Problem details: Your task is to retype each line of the data below exactly.

Information supplied:
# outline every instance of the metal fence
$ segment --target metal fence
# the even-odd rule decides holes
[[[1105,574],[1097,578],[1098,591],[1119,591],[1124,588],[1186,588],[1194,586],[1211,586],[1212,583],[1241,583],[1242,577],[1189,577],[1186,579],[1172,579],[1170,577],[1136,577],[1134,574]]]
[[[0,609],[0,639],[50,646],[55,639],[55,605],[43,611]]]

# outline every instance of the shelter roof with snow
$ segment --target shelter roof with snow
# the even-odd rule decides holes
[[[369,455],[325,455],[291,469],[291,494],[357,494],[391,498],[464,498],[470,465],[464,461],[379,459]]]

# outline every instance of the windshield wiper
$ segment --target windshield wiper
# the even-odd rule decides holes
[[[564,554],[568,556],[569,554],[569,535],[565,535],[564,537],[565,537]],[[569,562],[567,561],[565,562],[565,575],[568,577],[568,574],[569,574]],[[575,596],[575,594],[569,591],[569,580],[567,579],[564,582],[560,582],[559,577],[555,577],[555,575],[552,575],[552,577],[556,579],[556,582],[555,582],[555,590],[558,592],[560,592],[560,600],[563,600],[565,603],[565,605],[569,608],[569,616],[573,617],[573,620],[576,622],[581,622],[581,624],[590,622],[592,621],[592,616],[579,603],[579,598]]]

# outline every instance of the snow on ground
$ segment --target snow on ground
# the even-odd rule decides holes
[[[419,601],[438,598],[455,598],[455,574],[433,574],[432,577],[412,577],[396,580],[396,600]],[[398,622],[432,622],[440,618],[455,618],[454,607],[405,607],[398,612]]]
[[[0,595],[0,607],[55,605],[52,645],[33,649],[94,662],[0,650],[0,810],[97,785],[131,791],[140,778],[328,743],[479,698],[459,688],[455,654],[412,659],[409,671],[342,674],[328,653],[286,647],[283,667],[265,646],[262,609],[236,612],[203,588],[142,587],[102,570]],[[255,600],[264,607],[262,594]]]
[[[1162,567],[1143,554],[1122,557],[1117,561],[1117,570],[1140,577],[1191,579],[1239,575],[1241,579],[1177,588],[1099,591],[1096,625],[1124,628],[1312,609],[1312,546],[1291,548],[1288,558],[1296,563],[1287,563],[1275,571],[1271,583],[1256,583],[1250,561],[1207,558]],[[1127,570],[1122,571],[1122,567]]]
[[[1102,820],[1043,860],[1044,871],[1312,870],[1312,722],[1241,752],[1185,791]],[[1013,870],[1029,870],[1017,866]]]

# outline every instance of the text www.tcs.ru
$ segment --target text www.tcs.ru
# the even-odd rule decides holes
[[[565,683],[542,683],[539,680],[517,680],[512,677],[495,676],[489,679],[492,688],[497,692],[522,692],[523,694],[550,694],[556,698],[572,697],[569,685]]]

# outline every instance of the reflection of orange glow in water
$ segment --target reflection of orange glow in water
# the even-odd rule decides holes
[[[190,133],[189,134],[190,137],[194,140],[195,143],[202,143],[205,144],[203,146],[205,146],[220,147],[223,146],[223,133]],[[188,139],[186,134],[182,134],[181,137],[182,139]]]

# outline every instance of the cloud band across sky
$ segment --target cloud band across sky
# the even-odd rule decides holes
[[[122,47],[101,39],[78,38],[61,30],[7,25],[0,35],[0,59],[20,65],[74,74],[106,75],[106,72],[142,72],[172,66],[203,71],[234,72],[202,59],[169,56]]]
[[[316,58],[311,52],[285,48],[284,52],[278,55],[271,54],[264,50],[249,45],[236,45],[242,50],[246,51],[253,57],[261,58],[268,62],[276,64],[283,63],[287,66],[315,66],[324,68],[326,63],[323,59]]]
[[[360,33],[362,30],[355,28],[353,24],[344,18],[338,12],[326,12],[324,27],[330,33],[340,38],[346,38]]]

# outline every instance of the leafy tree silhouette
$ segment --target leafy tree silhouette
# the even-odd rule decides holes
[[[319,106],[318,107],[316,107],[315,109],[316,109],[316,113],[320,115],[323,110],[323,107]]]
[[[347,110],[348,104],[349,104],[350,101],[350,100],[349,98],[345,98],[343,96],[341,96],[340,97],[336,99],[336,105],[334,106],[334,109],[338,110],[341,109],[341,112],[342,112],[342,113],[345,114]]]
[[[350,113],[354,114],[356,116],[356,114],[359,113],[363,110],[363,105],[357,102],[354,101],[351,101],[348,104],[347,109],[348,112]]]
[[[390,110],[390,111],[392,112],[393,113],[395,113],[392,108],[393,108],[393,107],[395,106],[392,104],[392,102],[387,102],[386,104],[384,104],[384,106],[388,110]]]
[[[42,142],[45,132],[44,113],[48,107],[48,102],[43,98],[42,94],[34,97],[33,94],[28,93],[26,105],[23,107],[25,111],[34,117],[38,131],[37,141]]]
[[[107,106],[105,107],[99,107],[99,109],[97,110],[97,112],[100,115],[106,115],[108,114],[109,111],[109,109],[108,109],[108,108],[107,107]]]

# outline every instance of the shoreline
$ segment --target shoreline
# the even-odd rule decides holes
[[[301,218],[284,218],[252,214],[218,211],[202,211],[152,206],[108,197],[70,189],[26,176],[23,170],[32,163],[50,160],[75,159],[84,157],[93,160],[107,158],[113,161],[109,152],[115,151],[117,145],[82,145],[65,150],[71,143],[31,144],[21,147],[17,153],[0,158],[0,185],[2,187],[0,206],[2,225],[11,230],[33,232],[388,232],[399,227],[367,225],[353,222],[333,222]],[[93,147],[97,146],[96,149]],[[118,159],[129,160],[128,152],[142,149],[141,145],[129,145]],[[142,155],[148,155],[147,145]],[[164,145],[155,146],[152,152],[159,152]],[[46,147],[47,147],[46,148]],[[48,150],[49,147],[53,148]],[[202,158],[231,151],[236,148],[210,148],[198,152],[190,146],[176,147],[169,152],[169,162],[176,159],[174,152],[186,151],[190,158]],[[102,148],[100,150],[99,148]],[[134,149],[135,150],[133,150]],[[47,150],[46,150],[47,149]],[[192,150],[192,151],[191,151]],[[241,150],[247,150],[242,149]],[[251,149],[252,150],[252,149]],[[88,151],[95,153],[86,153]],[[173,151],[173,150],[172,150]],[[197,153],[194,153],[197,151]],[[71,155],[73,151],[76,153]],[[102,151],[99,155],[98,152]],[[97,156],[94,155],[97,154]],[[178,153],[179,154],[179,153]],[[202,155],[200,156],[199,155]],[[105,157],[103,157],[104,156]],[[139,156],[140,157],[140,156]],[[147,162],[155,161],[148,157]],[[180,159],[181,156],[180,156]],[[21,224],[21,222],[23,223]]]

Correct response:
# outline every instance of the metal fence
$ segment --target metal fence
# the even-odd rule decides holes
[[[1105,574],[1097,578],[1098,591],[1119,591],[1124,588],[1186,588],[1194,586],[1211,586],[1212,583],[1241,583],[1242,577],[1189,577],[1186,579],[1172,579],[1170,577],[1136,577],[1134,574]]]
[[[0,609],[0,639],[50,646],[55,639],[55,605],[43,611]]]

# outline every instance of the shelter roof with snow
$ segment --target shelter roof with snow
# the even-odd rule decides holes
[[[369,455],[325,455],[291,469],[291,494],[357,494],[391,498],[464,498],[470,465],[464,461],[379,459]]]

# outline every instance of the windshield wiper
$ segment --target windshield wiper
# the even-odd rule decides holes
[[[564,554],[568,556],[569,554],[569,535],[565,535],[564,537],[565,537]],[[569,562],[567,561],[565,562],[565,575],[568,577],[568,574],[569,574]],[[575,596],[575,594],[569,591],[569,580],[567,579],[564,582],[560,582],[559,577],[555,577],[555,575],[552,575],[552,577],[556,579],[556,582],[555,582],[555,590],[558,592],[560,592],[560,600],[563,600],[565,603],[565,605],[569,608],[569,616],[573,617],[573,620],[576,622],[581,622],[581,624],[590,622],[592,621],[592,616],[579,603],[579,598]]]

# outline every instance of the snow on ground
$ segment --target snow on ground
# the even-odd rule decides holes
[[[419,601],[438,598],[455,598],[455,574],[433,574],[432,577],[412,577],[396,580],[396,600]],[[398,622],[432,622],[440,618],[455,618],[454,607],[405,607],[398,612]]]
[[[0,595],[0,607],[55,605],[52,645],[33,649],[94,662],[0,650],[0,810],[97,785],[131,791],[140,778],[328,743],[479,698],[459,688],[455,654],[412,659],[409,671],[342,674],[328,653],[286,647],[283,667],[265,646],[262,609],[236,612],[203,588],[142,587],[102,570]],[[255,600],[264,607],[262,594]]]
[[[1162,567],[1143,554],[1122,557],[1117,561],[1117,570],[1140,577],[1191,579],[1239,575],[1241,579],[1177,588],[1099,591],[1096,625],[1124,628],[1312,609],[1312,546],[1291,548],[1288,558],[1296,563],[1287,563],[1275,571],[1271,583],[1256,583],[1250,561],[1207,558]],[[1127,570],[1122,571],[1122,567]]]
[[[1102,820],[1043,860],[1044,871],[1312,870],[1312,722],[1241,752],[1185,791]],[[1013,870],[1029,870],[1017,866]]]

# outline every instance of the text www.tcs.ru
$ segment --target text www.tcs.ru
# the even-odd rule decides holes
[[[565,683],[542,683],[539,680],[517,680],[512,677],[495,676],[489,679],[492,688],[497,692],[522,692],[523,694],[550,694],[556,698],[572,697],[569,685]]]

# outline every instance of the reflection of orange glow in water
$ segment --target reflection of orange glow in water
# the even-odd rule decides holes
[[[190,133],[189,134],[190,137],[194,140],[195,143],[202,143],[205,144],[203,146],[205,146],[220,147],[223,146],[223,133]],[[188,139],[186,134],[182,134],[181,137],[182,139]]]

# outline every instance of the cloud band across sky
$ segment --target cloud band across sky
# the even-odd rule decides holes
[[[122,47],[101,39],[78,38],[61,30],[7,25],[0,35],[0,59],[20,65],[74,74],[106,75],[106,72],[142,72],[172,66],[203,71],[234,72],[202,59],[169,56]]]
[[[316,58],[311,52],[285,48],[284,52],[278,55],[271,54],[264,50],[249,45],[236,45],[242,50],[246,51],[253,57],[261,58],[268,62],[276,64],[283,63],[287,66],[315,66],[324,68],[326,63],[323,59]]]
[[[360,33],[362,30],[355,28],[353,24],[344,18],[338,12],[326,12],[324,27],[330,33],[340,38],[346,38]]]

# outline every instance of the leafy tree silhouette
$ segment --target leafy tree silhouette
# the even-odd rule decides holes
[[[319,106],[318,107],[316,107],[315,109],[316,109],[316,113],[320,115],[323,110],[323,107]]]
[[[347,110],[348,104],[349,104],[350,101],[350,100],[349,98],[345,98],[343,96],[341,96],[340,97],[336,99],[336,105],[334,106],[334,109],[338,110],[341,109],[341,112],[342,112],[342,113],[345,114]]]
[[[350,113],[354,114],[356,116],[356,114],[359,113],[363,110],[363,105],[357,102],[354,101],[351,101],[348,104],[347,109],[348,112]]]
[[[390,110],[390,111],[392,112],[393,113],[395,113],[392,108],[393,108],[393,107],[395,106],[392,104],[392,102],[387,102],[386,104],[384,104],[384,106],[388,110]]]
[[[42,142],[45,132],[44,113],[48,107],[48,102],[43,98],[42,94],[34,97],[33,94],[28,93],[26,105],[23,107],[25,111],[34,117],[38,131],[37,141]]]
[[[107,106],[105,107],[99,107],[99,109],[97,110],[97,112],[100,115],[106,115],[108,114],[109,111],[109,109],[108,109],[108,108],[107,107]]]

# outline every instance of the shoreline
$ segment --target shoreline
# the even-odd rule decides holes
[[[301,218],[284,218],[252,214],[218,211],[202,211],[152,206],[108,197],[70,189],[26,176],[23,170],[32,163],[50,160],[75,159],[84,157],[93,160],[107,158],[113,161],[109,152],[115,151],[117,145],[82,145],[65,150],[71,143],[31,144],[21,147],[17,153],[0,158],[0,185],[2,187],[0,206],[2,225],[11,230],[33,232],[388,232],[399,227],[367,225],[353,222],[333,222]],[[93,147],[97,146],[96,149]],[[118,159],[129,160],[128,152],[142,149],[141,145],[129,145]],[[142,155],[148,155],[147,145]],[[164,145],[155,146],[152,152],[159,152]],[[46,147],[47,147],[46,148]],[[48,150],[49,147],[53,148]],[[202,158],[231,151],[236,148],[210,148],[198,152],[190,146],[176,147],[169,152],[169,162],[176,159],[174,152],[186,151],[190,158]],[[102,148],[100,150],[99,148]],[[134,149],[135,150],[133,150]],[[47,150],[46,150],[47,149]],[[192,150],[192,151],[191,151]],[[241,150],[247,150],[242,149]],[[251,149],[252,150],[252,149]],[[88,151],[95,153],[86,153]],[[173,151],[173,150],[172,150]],[[197,153],[194,153],[197,151]],[[71,155],[73,151],[76,153]],[[102,151],[99,155],[98,152]],[[97,156],[94,155],[97,154]],[[178,153],[179,154],[179,153]],[[202,155],[200,156],[199,155]],[[105,157],[103,157],[104,156]],[[139,156],[140,157],[140,156]],[[147,162],[155,161],[148,157]],[[180,159],[181,156],[180,156]],[[21,224],[21,222],[23,223]]]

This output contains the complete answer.